▶ Work instruction:
From the Lenten devotional on Jonah 4, list every audience to which, it says, most Biblical prophets bring God's hard word of repentance/judgment.

Lenten Devotional, Day 3: Jonah 4



Read Jonah 4


Jonah, the non-traditional, reluctant prophet.  God calls him to go to Nineveh to prophesy against it, telling them to turn from their evil ways or face destruction.  Most Biblical prophets faithfully bring God's hard word of repentance/judgment to kings and rulers and cities and nations, and are met with harsh resistance and even physical harm.  Jonah lights out, runs away towards Tarshish, as if to hide from the purview of God in a far-off place.  We know the story: a storm; Jonah cast into the violent sea; a giant whale's belly serves as temporary tomb (womb?) for Jonah; darkness, prayer, and repentance; deliverance from the whale; finally, Jonah faithfully answers the call preaching in Nineveh: Forty more days and Nineveh will be overthrown; the Ninevites believed in God and a fast is proclaimed, the King himself wears sackcloth and sits in dust and even the animals of the city fast; God shows great compassion and mercy and holds back the promised judgment.  Great, awesome!  A display of God's lavish compassion and mercy.  Unlike other stories in the Prophets, Nineveh is the anomalous happy ending, a success story.  The people listen and repent.  Jonah is the most successful prophet ever!  Because of him a city that is so large it takes 3 days to walk through is saved!  His words have made a difference.  Jonah is changing hearts and changing the world!  Living out that mission statement!  More than 120,000 souls were saved, what a revival!  


And yet, in chapter 4 we learn that Jonah is so stuck in his self-absorbed pettiness, that he is unable to celebrate the amazing transformation of an entire city.  How can this be?  It's almost laughable to read that Jonah misses the Glory of God because of his own stubborn tantrum over losing his little tree-shade.  Why did you bring the worm God? Why? It's all laughable until we realize the times in our own lives we have thrown mini-tantrums and have been unable to celebrate God's goodness in the lives of others, blindly clinging to our small ridiculous kingdoms or petty comforts.  Small hearts limit our Kingdom of God vision.  We squirm and scream in our muddy little puddle, when all around us a meadow of green grass welcomes children who are frolicking together with shrill laughter.  We are the elder son in Luke 15 who cannot celebrate when the younger son who was lost is found again.  Jesus, leaves the 99 for the 1 and heaven celebrates when she who is lost is found!  That is the reckless love of God!

▶ Entries supplied:

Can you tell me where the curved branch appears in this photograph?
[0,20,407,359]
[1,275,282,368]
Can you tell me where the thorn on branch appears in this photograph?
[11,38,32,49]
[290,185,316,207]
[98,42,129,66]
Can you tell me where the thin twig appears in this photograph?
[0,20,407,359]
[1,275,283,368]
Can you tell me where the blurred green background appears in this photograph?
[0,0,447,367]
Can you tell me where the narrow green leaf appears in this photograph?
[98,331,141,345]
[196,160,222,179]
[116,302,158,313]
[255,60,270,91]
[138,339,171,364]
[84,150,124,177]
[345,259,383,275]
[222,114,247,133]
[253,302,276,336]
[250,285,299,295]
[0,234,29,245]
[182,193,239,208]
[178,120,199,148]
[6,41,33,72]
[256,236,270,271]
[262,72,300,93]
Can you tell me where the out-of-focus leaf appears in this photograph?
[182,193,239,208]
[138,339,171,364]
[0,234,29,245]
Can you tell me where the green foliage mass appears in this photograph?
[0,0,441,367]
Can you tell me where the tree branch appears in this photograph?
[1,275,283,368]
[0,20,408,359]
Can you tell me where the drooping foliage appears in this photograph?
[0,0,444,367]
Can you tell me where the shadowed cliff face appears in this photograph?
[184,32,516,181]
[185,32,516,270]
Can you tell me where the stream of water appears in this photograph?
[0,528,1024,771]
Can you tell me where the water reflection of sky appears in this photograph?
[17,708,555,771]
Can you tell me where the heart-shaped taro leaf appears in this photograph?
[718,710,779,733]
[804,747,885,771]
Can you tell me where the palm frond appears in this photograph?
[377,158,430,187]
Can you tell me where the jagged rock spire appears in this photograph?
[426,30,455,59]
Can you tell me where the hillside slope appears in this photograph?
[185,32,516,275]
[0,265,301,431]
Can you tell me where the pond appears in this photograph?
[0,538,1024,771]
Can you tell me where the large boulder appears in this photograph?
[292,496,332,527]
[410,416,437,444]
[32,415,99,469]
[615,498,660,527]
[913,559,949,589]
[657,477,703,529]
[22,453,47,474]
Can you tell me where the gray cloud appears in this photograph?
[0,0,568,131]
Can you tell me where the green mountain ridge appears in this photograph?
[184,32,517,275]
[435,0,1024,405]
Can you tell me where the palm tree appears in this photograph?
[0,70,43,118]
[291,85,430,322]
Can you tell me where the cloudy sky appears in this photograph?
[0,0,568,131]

▶ Exercise result:
kings, rulers, cities, nations